● **Goal**: From the material below, copy each line that contains the word "winter", matching case exactly.
·····
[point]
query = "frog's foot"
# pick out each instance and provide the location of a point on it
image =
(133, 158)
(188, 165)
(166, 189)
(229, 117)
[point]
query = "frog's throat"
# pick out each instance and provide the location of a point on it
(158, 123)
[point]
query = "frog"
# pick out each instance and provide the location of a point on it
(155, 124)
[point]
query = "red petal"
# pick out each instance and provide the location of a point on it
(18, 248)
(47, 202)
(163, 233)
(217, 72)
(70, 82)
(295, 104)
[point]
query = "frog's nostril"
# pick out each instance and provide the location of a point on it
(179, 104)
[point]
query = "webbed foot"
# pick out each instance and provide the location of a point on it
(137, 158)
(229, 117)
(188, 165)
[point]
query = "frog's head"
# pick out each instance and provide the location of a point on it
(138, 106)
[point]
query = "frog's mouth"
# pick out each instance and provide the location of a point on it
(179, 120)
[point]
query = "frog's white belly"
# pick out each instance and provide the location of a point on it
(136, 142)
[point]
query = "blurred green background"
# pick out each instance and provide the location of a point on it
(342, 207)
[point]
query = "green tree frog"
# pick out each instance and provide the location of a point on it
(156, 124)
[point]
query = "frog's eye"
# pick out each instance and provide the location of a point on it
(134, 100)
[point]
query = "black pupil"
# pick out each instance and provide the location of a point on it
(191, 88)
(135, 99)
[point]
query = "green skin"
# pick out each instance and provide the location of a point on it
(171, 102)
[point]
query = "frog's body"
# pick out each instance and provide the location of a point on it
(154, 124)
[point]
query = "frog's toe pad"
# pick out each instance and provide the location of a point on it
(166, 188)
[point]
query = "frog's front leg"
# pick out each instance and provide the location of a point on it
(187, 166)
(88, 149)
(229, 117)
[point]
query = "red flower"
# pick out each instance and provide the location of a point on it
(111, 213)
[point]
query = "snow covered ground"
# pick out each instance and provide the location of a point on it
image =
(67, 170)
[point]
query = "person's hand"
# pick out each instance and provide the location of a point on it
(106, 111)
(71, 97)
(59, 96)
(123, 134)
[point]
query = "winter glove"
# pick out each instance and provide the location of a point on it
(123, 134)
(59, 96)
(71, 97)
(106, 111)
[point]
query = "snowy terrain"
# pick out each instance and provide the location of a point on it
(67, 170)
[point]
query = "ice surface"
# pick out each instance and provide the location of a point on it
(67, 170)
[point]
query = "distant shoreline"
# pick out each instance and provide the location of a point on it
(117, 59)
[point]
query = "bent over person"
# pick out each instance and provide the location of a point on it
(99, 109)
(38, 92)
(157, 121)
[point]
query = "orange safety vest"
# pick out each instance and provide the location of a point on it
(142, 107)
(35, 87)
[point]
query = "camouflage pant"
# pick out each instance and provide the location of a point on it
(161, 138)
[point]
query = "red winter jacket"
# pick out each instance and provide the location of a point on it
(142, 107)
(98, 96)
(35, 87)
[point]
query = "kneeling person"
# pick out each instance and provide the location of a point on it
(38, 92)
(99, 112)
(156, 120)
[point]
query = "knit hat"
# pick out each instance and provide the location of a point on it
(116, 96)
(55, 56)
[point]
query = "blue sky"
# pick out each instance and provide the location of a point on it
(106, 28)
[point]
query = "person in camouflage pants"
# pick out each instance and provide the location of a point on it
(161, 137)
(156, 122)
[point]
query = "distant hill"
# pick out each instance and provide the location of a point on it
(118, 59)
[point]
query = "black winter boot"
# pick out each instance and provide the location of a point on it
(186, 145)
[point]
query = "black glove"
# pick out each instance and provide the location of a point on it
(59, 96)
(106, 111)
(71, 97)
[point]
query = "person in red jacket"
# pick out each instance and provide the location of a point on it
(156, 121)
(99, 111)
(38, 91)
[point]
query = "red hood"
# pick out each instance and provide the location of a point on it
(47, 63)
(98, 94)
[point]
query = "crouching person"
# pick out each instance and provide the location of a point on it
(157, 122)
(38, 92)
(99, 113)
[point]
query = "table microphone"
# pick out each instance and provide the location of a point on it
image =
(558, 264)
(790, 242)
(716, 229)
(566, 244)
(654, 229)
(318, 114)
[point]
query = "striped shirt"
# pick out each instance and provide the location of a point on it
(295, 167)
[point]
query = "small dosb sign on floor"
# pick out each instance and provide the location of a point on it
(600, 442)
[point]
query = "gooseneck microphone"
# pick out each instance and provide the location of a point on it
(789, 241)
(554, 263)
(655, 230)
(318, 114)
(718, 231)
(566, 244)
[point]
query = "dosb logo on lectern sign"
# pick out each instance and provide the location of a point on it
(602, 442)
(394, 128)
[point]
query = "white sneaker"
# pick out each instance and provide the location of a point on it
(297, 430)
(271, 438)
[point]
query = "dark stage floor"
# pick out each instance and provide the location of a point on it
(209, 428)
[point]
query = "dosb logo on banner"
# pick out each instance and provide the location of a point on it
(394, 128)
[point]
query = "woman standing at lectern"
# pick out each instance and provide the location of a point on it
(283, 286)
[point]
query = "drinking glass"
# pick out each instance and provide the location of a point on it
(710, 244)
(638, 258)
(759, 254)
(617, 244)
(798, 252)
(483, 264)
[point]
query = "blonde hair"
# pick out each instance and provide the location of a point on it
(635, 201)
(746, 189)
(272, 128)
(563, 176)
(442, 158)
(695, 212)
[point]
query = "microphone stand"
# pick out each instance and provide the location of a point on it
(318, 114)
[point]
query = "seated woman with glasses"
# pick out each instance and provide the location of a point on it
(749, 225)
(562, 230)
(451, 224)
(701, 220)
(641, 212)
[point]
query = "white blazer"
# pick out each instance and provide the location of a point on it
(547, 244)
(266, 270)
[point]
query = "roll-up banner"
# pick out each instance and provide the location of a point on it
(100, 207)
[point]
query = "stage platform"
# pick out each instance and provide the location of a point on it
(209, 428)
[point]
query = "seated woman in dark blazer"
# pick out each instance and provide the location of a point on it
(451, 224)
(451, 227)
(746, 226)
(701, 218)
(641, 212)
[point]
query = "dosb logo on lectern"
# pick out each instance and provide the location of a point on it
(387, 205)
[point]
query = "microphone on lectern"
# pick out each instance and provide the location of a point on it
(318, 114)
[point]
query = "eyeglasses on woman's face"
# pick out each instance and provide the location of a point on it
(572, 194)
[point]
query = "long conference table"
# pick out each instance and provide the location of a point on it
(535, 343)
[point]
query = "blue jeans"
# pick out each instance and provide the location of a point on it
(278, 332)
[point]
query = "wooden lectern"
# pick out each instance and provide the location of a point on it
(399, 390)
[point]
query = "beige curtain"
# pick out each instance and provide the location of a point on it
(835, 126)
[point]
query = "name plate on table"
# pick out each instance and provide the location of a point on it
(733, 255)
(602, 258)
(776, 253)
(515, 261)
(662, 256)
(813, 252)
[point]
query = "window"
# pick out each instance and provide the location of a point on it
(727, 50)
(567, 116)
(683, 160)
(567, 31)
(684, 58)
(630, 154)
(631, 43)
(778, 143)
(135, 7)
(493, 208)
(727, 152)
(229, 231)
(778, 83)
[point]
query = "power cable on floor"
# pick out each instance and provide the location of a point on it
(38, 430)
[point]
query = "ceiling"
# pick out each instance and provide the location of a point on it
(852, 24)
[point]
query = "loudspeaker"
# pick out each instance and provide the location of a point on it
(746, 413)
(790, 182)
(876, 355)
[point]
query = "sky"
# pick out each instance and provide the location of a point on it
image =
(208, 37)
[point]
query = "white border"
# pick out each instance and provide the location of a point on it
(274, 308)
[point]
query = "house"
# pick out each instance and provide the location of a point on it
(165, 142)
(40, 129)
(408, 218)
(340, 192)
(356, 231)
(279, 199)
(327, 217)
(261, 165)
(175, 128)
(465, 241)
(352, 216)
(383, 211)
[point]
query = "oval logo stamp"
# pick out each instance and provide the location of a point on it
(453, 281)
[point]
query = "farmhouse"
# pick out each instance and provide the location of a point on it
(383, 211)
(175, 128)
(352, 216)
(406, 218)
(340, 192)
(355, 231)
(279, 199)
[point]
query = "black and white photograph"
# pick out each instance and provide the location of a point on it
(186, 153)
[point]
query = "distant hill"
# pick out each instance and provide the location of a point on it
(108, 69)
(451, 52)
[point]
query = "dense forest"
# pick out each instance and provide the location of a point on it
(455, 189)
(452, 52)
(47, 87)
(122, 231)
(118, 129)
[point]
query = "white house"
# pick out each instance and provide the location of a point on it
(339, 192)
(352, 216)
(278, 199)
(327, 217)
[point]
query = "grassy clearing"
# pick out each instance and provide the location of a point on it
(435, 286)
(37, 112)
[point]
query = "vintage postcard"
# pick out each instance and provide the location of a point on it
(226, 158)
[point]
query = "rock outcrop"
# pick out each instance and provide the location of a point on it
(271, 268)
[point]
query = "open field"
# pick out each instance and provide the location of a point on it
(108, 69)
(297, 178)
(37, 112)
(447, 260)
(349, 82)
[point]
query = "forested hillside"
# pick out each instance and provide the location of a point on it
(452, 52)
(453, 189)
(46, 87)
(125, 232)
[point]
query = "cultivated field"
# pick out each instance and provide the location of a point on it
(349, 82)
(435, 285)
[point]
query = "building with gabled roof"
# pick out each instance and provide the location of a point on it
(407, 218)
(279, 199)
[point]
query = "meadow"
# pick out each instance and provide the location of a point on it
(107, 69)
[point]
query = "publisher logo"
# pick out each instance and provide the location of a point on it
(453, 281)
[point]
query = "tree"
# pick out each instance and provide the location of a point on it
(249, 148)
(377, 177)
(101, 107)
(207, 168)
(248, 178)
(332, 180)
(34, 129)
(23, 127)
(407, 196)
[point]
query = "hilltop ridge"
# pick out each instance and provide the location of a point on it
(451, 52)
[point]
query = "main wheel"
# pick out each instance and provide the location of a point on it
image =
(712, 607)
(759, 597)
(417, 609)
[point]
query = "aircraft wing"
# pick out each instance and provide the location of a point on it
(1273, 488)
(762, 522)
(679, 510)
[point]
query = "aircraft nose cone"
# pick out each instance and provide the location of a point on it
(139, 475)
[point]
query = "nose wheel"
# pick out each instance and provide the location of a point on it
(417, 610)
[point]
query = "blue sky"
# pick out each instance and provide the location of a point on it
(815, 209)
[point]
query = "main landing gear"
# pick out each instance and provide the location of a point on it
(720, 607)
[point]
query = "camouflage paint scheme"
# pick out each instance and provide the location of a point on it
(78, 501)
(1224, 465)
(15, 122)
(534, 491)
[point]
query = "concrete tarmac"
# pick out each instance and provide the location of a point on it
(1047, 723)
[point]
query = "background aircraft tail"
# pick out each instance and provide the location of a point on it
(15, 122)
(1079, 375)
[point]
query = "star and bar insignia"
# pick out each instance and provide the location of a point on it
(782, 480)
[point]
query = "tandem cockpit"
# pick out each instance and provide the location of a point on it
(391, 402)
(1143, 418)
·····
● **Reply to the task**:
query = "winter glove"
query = "red winter jacket"
query = "black winter boot"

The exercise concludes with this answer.